Task input:
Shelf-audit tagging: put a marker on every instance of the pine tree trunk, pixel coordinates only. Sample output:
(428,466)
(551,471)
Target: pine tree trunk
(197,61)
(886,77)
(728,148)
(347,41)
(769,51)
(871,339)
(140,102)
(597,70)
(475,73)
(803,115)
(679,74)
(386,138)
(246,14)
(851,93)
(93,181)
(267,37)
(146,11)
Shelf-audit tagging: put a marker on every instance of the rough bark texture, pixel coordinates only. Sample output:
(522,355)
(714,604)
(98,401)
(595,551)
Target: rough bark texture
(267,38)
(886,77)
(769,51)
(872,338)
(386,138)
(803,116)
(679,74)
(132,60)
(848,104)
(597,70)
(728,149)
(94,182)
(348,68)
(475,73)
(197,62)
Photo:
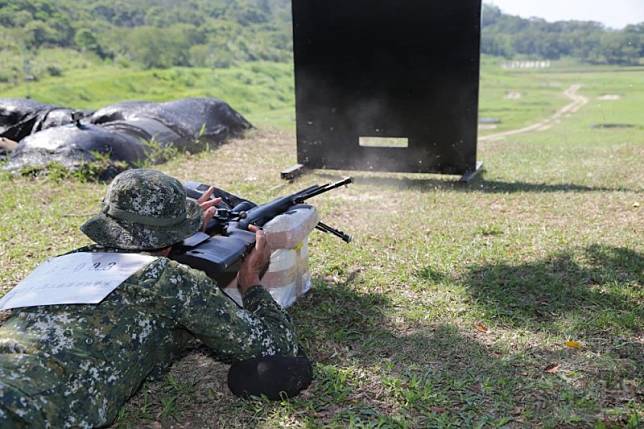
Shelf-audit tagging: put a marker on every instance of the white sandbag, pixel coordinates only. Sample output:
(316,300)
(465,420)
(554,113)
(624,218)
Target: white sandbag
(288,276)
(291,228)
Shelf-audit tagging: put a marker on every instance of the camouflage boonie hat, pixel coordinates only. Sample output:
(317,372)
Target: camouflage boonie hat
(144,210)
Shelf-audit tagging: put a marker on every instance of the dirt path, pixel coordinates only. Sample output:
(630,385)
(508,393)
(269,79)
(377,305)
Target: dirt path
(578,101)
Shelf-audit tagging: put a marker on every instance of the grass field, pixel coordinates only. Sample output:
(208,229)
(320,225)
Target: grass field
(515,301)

==

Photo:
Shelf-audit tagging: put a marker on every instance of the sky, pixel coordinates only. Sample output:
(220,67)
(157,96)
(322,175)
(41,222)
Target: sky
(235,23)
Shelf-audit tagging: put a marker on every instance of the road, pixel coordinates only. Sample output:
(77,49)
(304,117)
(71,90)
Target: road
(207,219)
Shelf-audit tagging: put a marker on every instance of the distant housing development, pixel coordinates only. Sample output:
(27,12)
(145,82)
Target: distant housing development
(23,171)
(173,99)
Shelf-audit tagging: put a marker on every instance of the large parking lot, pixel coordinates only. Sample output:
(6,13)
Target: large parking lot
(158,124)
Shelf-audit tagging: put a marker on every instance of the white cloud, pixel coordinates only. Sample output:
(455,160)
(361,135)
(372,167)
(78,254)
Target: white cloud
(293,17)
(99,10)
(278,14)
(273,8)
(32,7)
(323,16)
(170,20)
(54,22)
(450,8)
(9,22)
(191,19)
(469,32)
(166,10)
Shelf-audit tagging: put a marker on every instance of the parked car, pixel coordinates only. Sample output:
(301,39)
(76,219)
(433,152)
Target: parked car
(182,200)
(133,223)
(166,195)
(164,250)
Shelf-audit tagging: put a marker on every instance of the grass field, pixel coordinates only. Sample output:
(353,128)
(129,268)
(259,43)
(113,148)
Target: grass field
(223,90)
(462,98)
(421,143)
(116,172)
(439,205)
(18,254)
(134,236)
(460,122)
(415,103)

What the task requires:
Pick out each line of the material above that contains the string "trunk" and copy those lines out in full.

Output for this exercise:
Shelf-audit tagging: put a marker on every instance of the pine tree trunk, pixel coordinates only. Sample output:
Target: pine tree trunk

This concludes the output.